Work instructions: Output every one of the lines below without changing anything.

Supplied information:
[Begin]

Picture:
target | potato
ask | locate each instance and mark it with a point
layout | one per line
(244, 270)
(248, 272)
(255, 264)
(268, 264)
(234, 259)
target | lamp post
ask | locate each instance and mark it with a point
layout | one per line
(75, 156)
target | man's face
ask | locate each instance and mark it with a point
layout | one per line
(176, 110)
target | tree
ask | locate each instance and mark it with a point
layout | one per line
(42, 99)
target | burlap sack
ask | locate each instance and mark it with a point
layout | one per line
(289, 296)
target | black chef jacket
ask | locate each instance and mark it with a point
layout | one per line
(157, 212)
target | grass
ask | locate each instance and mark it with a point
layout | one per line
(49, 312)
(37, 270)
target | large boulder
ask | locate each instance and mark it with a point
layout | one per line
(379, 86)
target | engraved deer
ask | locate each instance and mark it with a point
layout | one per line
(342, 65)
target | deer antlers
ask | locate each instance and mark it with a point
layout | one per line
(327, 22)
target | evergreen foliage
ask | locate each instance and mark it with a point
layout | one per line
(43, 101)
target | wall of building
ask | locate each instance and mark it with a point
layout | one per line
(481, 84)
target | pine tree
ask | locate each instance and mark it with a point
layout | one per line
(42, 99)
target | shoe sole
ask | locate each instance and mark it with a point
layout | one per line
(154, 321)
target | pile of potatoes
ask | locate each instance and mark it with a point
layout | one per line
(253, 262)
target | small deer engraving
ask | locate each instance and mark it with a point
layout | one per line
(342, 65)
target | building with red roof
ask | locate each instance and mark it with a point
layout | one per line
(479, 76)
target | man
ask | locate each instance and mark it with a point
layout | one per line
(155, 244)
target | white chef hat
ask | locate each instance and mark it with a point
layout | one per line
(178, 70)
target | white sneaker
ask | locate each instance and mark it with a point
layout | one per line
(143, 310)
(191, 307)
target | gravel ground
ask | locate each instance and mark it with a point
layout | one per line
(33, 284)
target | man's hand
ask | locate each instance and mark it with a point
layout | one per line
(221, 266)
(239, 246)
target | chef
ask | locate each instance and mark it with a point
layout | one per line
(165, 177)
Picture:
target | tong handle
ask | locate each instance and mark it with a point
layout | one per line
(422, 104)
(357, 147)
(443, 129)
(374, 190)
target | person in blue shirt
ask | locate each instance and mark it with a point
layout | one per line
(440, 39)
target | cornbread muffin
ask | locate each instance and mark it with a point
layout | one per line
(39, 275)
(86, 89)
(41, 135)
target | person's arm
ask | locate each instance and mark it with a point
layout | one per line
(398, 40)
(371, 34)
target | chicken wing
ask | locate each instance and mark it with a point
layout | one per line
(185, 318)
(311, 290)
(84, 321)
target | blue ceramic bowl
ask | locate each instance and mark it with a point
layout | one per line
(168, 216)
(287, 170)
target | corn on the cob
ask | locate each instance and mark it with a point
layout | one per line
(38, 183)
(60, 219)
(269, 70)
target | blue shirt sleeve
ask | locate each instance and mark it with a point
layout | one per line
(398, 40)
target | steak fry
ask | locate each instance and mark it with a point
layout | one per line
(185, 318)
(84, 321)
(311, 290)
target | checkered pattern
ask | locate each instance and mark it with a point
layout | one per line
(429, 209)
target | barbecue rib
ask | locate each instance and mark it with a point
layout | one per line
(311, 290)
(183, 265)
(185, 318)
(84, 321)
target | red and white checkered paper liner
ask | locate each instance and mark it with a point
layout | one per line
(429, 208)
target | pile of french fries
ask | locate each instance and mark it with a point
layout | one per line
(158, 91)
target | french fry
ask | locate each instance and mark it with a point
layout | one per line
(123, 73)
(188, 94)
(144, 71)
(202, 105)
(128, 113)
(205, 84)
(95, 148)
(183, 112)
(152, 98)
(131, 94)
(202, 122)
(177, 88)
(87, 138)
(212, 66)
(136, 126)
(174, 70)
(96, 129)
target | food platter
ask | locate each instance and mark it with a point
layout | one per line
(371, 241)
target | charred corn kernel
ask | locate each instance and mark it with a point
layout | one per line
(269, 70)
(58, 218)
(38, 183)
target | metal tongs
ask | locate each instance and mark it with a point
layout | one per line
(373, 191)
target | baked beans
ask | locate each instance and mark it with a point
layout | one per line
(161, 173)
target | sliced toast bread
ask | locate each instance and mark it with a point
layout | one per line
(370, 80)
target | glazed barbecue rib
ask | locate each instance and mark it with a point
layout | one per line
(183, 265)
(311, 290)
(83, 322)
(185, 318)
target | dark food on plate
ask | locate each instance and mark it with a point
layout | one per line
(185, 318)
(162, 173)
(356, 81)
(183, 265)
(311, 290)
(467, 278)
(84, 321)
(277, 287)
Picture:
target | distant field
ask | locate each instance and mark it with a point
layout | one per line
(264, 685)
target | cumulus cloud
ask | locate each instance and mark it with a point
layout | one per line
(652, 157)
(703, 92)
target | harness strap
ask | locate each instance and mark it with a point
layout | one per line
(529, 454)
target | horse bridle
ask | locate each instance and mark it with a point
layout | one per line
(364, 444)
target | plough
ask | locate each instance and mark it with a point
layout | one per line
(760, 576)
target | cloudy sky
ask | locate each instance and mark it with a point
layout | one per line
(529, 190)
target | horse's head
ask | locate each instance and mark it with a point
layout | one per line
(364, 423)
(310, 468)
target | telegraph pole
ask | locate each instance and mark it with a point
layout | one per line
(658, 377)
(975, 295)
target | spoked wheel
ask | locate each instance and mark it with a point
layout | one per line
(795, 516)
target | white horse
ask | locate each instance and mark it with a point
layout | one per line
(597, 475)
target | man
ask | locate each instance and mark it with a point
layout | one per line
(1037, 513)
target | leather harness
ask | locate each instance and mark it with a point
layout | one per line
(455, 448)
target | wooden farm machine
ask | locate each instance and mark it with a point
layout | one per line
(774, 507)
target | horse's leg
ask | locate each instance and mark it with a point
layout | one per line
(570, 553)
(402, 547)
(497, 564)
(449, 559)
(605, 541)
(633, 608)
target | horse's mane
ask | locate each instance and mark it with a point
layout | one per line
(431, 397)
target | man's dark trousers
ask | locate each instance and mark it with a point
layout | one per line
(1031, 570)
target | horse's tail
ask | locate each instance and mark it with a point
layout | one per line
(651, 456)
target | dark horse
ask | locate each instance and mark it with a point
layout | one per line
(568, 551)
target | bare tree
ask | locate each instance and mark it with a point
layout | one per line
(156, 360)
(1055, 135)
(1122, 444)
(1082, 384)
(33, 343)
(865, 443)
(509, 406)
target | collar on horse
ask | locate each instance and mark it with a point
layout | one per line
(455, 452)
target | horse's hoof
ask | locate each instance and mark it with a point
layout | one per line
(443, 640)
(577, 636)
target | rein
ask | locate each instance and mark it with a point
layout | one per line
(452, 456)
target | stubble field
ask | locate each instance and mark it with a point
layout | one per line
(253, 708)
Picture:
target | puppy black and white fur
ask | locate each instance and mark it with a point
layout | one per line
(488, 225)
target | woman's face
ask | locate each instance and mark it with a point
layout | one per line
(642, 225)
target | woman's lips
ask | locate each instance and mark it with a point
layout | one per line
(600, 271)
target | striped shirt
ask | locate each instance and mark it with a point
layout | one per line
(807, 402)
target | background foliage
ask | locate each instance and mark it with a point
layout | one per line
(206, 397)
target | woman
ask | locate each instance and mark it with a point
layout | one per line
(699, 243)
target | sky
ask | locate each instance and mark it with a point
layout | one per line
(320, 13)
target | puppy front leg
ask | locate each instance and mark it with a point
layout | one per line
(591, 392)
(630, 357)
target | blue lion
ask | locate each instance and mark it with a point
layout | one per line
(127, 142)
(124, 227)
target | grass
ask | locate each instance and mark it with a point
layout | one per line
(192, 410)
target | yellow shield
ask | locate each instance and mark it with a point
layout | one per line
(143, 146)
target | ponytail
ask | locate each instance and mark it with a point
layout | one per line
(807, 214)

[End]

Answer for this exercise:
Picture:
target | potato
ask | locate each instance and mark it with a point
layout | one per line
(244, 270)
(248, 272)
(255, 264)
(268, 264)
(234, 259)
target | lamp post
ask | locate each instance and mark it with a point
layout | one per line
(75, 156)
target | man's face
ask | locate each instance and mark it with a point
layout | one per line
(176, 110)
target | tree
ask | locate each instance and mark it with a point
layout | one per line
(42, 99)
target | burlap sack
ask | locate each instance and mark it with a point
layout | one per line
(289, 296)
target | black chef jacket
ask | locate each instance and mark it with a point
layout | one per line
(157, 212)
target | grass
ask | locate each instance and mark it with a point
layout | one per line
(49, 312)
(37, 270)
target | large boulder
ask | locate each instance and mark it with a point
layout | one per line
(379, 86)
target | engraved deer
ask | locate each instance and mark it with a point
layout | one per line
(342, 65)
target | deer antlers
ask | locate each instance and mark it with a point
layout | one per line
(327, 22)
target | evergreen foliage
ask | locate each instance and mark it with a point
layout | one per line
(43, 101)
target | wall of building
ask | locate each instance and mark it with a point
layout | one per line
(481, 84)
target | pine tree
ask | locate each instance and mark it with a point
layout | one per line
(42, 99)
target | shoe sole
ask | locate each instance and mark it with a point
layout | one per line
(154, 321)
target | pile of potatoes
ask | locate each instance and mark it with a point
layout | one per line
(253, 262)
target | small deer engraving
ask | locate each instance and mark it with a point
layout | one per line
(342, 65)
target | building with red roof
ask | locate each instance and mark it with a point
layout | one per line
(479, 76)
target | man
ask | locate each instance and mark it with a point
layout | one per line
(155, 244)
target | white chef hat
ask | locate each instance and mark it with a point
layout | one per line
(178, 70)
target | white sneaker
ask | locate each instance and mark it with a point
layout | one per line
(143, 310)
(191, 307)
target | gravel ground
ask | locate each instance and mark it with a point
layout | one per line
(33, 284)
target | man's hand
ask | locate each instance and mark it with a point
layout | one per line
(221, 266)
(239, 246)
target | chef
ask | locate each instance and mark it with a point
layout | one per line
(165, 177)
Picture:
target | tong handle
ask | locate each instance and mark it with a point
layout | one per line
(422, 104)
(357, 147)
(443, 129)
(374, 190)
target | person in blue shirt
ask | locate each instance and mark it with a point
layout | one per line
(440, 39)
target | cornbread muffin
ask | locate each instance and mark it with a point
layout | one per line
(39, 275)
(86, 89)
(41, 135)
target | person's arm
ask | locate each instance and mark it with a point
layout | one per line
(398, 40)
(371, 34)
target | chicken wing
ask | locate each instance and mark it with a point
layout | one per line
(185, 318)
(311, 290)
(84, 321)
target | blue ceramic bowl
ask | locate each instance and mark it with a point
layout | one per line
(168, 216)
(287, 170)
target | corn on the cob
ask | locate each instance and mark it with a point
layout | one per line
(38, 183)
(60, 219)
(269, 70)
target | blue shirt sleeve
ask | locate each instance and mark it with a point
layout | one per line
(398, 40)
target | steak fry
ask | locate each instance and mark it with a point
layout | one per line
(185, 318)
(84, 321)
(311, 290)
target | checkered pattern
ask | locate each instance and mark it with a point
layout | one per line
(429, 209)
target | barbecue rib
ask | locate each instance and mark it with a point
layout | one per line
(311, 290)
(183, 265)
(185, 318)
(84, 321)
target | red and white checkered paper liner
ask | locate each instance and mark it with a point
layout | one per line
(429, 208)
target | pile of french fries
ask | locate each instance and mark it with a point
layout | one per line
(158, 91)
target | french fry
ask | locate each instance and mark it with a point
layout | one per line
(123, 73)
(188, 94)
(144, 71)
(202, 105)
(128, 113)
(205, 84)
(95, 148)
(183, 112)
(152, 98)
(131, 94)
(202, 122)
(177, 88)
(87, 138)
(212, 66)
(136, 126)
(174, 70)
(96, 129)
target | food platter
ask | locate each instance and mark it with a point
layout | one per line
(371, 241)
target | charred corn kernel
ask | locate each instance and mark it with a point
layout | one per line
(269, 70)
(58, 218)
(38, 183)
target | metal tongs
ask | locate each instance and mark it with a point
layout | one per line
(373, 191)
target | baked beans
ask | locate each instance and mark it with a point
layout | one per line
(161, 173)
target | sliced toast bread
ask | locate each instance and mark it with a point
layout | one per line
(370, 80)
target | glazed barbecue rib
ask | locate each instance and mark it with a point
layout | one per line
(183, 265)
(311, 290)
(83, 322)
(185, 318)
target | dark food on plate
ask | locate each instance and mark it with a point
layout | one per line
(185, 318)
(162, 173)
(356, 81)
(183, 265)
(311, 290)
(467, 278)
(84, 321)
(277, 287)
Picture:
target | distant field
ask | locate each instance and mark it with a point
layout | one per line
(264, 685)
target | cumulus cloud
ask | locate each instance and mark it with a point
layout | one per line
(652, 157)
(703, 92)
target | harness strap
ask | locate each instance and mark it with a point
layout | one per line
(529, 454)
target | horse bridle
ask | locate each instance and mark it with a point
layout | one per line
(364, 444)
target | plough
ask | locate each instance and mark it with a point
layout | one per line
(760, 576)
target | cloudy sky
ask | locate each instance and mark it with a point
layout | one per line
(529, 190)
target | horse's head
ask | locate each instance and mark it with a point
layout | one per line
(364, 423)
(310, 468)
target | telegraph pole
ask | locate each instance and mark it with a point
layout | one per line
(658, 377)
(975, 295)
target | spoked wheel
ask | locate each instance and mark it with a point
layout | one per line
(795, 516)
target | white horse
ask | locate each instance and mark it with a point
layout | one per line
(597, 475)
target | man
ask | locate each instance and mark it with a point
layout | one per line
(1037, 513)
target | leather harness
ask | locate each instance and mark it with a point
layout | one per line
(455, 448)
target | wooden farm machine
ask | locate each instance and mark it with a point
layout | one per line
(774, 507)
target | horse's leg
ask | locate each instance and mark it with a point
layout | one per line
(570, 553)
(402, 547)
(497, 564)
(449, 559)
(605, 541)
(633, 608)
target | horse's mane
ask | locate each instance and mark it with a point
layout | one per line
(431, 397)
target | man's dark trousers
ask | locate each instance and mark it with a point
layout | one per line
(1031, 570)
target | horse's tail
ask | locate each instance and mark it with a point
layout | one per line
(651, 456)
target | dark horse
ask | locate each instance and mark it with a point
layout | one per line
(568, 551)
target | bare tree
ask | locate each instance and mark it with a point
layout | one per line
(156, 360)
(1055, 135)
(1122, 444)
(1082, 384)
(33, 343)
(865, 443)
(509, 406)
target | collar on horse
ask | locate each instance and mark it with a point
layout | one per line
(455, 452)
target | horse's hoof
ask | locate each instance and mark it with a point
layout | one per line
(443, 640)
(577, 636)
target | rein
ask | locate each instance and mark it with a point
layout | one per line
(452, 456)
target | stubble field
ask | locate each instance and mark it with a point
layout | one per line
(253, 708)
Picture:
target | puppy black and white fur
ask | locate each instance and mark it with a point
layout | one per line
(488, 225)
target | woman's face
ask | locate each instance and mark it with a point
layout | one per line
(642, 225)
target | woman's lips
ask | locate each instance and mark it with a point
layout | one per line
(600, 271)
target | striped shirt
ask | locate each instance and mark it with a point
layout | one per line
(807, 402)
target | background foliage
ask | locate each instance and mark it with a point
layout | one per line
(206, 397)
target | woman
ask | locate each instance and mark it with a point
layout | one per line
(699, 243)
target | sky
ask | locate each instance and mark it with a point
layout | one per line
(320, 13)
target | puppy front leg
ask | locate each instance and mark it with a point
layout | one per line
(591, 392)
(630, 357)
target | blue lion
ask | locate each instance and mark it with a point
layout | one per line
(127, 142)
(124, 227)
target | grass
ask | locate each instance and mark it with a point
layout | one per line
(192, 410)
target | yellow shield
ask | locate each instance and mark it with a point
layout | one per line
(143, 146)
target | ponytail
ask | locate each instance and mark it with a point
layout | one per line
(807, 214)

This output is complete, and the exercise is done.